Work instructions. Pick out every line of the records that contains the string "viewBox", matching case exactly, and copy each such line in full.

(Stored entries)

** START **

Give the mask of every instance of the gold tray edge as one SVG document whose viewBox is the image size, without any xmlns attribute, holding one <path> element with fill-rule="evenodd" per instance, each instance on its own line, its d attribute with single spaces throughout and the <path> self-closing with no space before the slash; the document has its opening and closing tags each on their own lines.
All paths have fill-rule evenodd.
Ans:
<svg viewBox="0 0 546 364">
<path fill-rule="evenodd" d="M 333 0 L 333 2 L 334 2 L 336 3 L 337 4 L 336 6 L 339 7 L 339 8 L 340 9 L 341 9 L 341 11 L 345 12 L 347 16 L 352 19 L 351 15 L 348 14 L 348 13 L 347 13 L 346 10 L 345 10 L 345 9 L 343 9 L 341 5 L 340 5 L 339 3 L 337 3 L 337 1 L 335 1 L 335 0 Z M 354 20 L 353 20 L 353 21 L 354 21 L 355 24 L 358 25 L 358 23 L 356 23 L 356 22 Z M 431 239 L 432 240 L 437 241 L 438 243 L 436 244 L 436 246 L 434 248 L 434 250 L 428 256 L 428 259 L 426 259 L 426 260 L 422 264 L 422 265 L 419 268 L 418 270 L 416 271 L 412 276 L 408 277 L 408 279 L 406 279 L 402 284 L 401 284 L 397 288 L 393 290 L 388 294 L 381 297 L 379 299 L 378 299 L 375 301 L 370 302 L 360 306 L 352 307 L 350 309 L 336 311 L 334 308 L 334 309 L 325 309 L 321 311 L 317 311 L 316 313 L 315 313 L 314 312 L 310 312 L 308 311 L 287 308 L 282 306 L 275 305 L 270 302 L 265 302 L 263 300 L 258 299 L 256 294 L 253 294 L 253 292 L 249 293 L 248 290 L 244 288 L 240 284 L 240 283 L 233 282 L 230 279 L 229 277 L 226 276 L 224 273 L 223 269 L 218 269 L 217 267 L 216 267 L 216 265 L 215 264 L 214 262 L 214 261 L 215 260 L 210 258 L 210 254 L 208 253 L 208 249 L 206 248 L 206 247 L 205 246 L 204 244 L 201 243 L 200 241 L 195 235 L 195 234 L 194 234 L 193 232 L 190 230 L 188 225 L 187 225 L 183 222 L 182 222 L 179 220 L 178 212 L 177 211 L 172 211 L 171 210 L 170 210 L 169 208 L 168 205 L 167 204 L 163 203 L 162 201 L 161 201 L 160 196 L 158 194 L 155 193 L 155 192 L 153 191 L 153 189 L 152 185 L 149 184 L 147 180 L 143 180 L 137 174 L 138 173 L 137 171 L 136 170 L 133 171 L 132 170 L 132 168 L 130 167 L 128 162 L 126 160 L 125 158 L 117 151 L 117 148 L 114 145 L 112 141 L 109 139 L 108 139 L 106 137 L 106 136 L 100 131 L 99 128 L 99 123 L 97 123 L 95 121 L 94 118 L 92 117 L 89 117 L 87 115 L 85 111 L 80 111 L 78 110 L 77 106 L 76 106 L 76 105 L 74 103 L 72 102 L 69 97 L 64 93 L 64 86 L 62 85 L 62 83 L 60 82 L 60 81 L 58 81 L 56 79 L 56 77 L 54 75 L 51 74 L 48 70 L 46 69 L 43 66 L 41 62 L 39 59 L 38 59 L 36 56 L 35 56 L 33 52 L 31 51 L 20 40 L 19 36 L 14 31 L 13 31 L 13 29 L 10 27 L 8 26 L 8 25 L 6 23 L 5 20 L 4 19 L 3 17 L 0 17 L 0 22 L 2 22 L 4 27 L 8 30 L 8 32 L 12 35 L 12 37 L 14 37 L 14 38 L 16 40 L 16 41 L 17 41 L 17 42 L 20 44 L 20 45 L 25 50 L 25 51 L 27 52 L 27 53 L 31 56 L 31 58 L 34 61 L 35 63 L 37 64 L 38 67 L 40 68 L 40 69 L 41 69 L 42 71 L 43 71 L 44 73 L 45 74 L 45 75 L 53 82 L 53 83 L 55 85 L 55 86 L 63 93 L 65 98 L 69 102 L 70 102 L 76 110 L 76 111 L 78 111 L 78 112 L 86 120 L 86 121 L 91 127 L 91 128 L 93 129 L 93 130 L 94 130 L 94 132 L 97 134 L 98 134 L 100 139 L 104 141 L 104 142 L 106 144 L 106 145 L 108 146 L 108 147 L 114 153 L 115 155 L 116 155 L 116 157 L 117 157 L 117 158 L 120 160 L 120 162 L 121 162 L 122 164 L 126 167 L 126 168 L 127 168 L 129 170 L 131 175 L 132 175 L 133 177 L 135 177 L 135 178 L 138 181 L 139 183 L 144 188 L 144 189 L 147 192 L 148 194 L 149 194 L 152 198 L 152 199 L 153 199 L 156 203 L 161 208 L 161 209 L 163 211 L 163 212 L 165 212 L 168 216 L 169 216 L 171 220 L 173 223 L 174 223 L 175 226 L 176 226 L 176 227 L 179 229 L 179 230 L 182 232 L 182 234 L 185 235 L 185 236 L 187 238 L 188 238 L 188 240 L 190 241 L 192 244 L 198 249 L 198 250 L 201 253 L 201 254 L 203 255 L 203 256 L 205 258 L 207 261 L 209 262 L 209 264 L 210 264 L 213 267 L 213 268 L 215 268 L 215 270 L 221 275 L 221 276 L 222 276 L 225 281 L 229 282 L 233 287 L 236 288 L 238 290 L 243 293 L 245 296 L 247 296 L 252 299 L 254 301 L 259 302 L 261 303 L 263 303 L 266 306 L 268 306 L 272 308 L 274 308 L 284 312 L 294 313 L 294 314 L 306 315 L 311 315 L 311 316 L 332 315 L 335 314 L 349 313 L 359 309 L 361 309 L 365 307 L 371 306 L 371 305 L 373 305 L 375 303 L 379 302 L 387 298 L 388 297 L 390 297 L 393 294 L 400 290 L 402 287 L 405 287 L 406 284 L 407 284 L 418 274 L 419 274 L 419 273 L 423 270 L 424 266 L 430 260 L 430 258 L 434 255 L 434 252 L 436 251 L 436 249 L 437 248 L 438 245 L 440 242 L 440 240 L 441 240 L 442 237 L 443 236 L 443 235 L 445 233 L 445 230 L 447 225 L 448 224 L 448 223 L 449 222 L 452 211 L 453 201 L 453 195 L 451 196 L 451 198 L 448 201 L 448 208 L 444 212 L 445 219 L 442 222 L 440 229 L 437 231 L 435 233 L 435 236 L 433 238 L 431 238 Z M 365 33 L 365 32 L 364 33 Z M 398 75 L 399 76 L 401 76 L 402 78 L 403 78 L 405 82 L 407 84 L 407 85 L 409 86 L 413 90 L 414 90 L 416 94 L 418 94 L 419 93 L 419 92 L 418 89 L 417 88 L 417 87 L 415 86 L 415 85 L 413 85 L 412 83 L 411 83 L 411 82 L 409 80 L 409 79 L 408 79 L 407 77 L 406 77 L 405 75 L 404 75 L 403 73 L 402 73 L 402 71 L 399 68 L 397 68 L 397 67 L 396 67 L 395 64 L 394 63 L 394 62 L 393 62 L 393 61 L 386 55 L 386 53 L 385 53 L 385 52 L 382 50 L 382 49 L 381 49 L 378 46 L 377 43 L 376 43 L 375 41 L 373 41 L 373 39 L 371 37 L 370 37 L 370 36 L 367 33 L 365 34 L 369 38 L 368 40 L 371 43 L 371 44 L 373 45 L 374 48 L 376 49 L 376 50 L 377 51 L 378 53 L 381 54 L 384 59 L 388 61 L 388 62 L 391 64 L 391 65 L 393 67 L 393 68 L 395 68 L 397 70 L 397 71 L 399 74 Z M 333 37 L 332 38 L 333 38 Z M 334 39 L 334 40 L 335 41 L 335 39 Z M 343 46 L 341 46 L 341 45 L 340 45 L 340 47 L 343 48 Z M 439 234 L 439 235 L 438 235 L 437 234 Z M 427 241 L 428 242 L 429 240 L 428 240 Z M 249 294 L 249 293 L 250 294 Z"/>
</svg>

** END **

Exercise response.
Give the mask of every instance of the gold tray edge as one SVG document whose viewBox is the image size, without any xmlns attribute, holding one <path> element with fill-rule="evenodd" per instance, each instance on its own line, its d attribute with single spaces throughout and the <path> self-closing with no space before the slash; the document has its opening and closing tags each on their own lines.
<svg viewBox="0 0 546 364">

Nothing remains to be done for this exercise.